Scholle [9] pointed out that pressure and temperature data for the COST GE-1 well were identified based on three temperature logs. The Lower Cretaceous temperature was estimated as 72.3 °C at the top and 81.4 °C at the bottom, with a geothermal gradient of 16 °C/km, based on a geothermal gradient that was only available at the COST GE-1 well. The parameters (A, ℎ, and φ) are the yield of the total pore volume of the studied section. The 𝜌 parameter is the volume conversion to the mass of CO2, and the efficiency factor (E) reduces the total CO2 mass for storage to an accurate, realistic value [41,42]. The CO2 storage efficiency factor is the portion of rock suitable for CO2 storage, and is defined as the fraction of pore space where injected CO2 can permanently displace formation fluids [43]. Table 1 shows efficiency factors for different lithologies and estimated with different methods, including numerical and Monte Carlo simulations [11,16,35,44]. According to the US DOE approach, storage efficiency is a function of aquifer characteristics such as area, thickness, and porosity—the product of which represents the aquifer pore volume—as well as displacement efficiency components such as areal, vertical, and microscopic components, and is expressed as the product of these individual efficiencies [16,35,45].

OBJECTIVE:
According to the CO2 storage passage, which displacement efficiency components does the US DOE approach include? The records that come next were taken from a separate source.

EXTRACTED DATA:

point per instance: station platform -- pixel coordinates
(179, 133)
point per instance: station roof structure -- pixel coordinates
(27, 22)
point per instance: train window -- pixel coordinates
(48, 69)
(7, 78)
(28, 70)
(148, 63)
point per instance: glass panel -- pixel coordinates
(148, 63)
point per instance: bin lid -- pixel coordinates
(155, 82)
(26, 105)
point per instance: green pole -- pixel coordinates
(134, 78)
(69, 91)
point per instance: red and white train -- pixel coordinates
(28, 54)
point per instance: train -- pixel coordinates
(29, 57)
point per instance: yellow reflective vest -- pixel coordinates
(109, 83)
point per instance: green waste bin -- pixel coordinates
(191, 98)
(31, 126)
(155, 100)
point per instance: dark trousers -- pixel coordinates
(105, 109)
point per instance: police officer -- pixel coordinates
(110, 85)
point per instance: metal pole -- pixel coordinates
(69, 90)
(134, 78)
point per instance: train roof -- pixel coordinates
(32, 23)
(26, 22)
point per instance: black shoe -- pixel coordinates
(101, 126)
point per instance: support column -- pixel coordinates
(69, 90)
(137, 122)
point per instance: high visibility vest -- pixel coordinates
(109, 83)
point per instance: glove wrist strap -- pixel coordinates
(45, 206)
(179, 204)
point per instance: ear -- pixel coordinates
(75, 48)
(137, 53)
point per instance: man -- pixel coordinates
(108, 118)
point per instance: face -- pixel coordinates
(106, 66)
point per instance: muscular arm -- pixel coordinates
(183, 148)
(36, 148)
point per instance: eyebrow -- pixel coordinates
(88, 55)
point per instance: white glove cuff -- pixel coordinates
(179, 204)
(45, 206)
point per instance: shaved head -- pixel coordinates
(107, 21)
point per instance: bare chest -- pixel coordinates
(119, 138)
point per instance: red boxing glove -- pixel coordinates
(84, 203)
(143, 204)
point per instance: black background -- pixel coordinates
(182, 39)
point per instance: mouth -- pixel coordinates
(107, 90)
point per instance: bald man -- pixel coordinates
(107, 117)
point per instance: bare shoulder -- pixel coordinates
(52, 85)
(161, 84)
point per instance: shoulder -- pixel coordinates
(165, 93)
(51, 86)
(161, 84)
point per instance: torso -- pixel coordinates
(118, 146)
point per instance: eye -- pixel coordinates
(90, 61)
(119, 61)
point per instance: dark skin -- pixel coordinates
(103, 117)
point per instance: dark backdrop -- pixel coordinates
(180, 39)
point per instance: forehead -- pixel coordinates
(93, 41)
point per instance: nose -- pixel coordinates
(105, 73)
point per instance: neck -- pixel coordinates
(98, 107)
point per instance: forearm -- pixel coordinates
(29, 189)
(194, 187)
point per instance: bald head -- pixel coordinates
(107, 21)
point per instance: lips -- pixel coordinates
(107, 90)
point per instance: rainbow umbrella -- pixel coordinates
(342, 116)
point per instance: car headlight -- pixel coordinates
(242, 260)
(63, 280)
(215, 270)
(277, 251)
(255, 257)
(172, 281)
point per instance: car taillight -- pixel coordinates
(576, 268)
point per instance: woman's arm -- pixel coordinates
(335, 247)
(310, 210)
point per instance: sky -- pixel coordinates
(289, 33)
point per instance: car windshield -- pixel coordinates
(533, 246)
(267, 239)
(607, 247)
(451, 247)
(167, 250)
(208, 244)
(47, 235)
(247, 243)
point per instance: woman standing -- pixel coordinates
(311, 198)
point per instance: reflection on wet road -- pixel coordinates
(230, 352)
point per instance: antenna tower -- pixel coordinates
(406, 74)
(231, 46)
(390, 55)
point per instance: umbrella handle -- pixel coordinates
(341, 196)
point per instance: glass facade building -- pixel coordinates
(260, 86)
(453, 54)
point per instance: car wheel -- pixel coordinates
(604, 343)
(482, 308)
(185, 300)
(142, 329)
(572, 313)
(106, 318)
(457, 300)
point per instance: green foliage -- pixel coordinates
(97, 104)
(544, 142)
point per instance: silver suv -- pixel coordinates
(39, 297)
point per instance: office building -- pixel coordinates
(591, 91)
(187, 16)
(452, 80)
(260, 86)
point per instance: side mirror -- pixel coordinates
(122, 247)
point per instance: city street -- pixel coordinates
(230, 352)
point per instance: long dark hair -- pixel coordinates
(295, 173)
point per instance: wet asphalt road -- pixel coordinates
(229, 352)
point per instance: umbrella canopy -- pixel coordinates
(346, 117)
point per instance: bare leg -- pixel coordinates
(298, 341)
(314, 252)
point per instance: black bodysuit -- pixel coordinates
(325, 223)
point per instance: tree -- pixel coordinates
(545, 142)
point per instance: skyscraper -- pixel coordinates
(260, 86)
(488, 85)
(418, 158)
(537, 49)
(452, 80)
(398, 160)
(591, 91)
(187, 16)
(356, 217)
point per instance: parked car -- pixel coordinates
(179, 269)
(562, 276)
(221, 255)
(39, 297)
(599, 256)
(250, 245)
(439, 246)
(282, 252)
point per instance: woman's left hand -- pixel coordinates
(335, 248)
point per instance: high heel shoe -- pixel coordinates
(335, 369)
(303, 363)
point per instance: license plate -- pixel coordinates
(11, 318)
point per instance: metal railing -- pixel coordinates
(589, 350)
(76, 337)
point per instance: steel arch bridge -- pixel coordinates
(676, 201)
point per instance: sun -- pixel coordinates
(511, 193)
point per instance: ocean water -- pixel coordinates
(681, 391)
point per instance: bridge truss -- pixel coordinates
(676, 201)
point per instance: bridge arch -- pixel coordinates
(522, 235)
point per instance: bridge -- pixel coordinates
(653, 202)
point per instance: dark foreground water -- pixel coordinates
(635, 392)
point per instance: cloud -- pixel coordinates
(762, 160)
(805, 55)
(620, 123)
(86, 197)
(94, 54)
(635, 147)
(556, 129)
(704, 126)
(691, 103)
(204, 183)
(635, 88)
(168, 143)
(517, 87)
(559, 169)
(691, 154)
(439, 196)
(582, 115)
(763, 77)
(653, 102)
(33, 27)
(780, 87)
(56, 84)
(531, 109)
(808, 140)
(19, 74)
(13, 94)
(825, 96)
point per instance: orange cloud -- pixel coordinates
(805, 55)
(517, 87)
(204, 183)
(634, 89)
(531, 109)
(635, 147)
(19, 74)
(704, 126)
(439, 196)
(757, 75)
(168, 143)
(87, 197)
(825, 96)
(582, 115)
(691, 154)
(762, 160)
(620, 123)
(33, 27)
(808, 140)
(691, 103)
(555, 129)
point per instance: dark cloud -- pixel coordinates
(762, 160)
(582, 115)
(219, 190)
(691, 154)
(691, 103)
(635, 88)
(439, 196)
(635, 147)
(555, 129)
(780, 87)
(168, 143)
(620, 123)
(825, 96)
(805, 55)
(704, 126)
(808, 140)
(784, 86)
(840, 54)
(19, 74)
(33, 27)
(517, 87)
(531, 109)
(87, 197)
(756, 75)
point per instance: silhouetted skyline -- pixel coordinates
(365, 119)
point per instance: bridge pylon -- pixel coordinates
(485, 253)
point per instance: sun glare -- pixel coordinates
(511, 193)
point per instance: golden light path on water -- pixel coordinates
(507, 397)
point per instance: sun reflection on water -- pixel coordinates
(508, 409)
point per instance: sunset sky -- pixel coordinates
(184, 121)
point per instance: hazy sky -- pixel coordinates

RESPONSE FOR THIS EXERCISE:
Areal, vertical, and microscopic.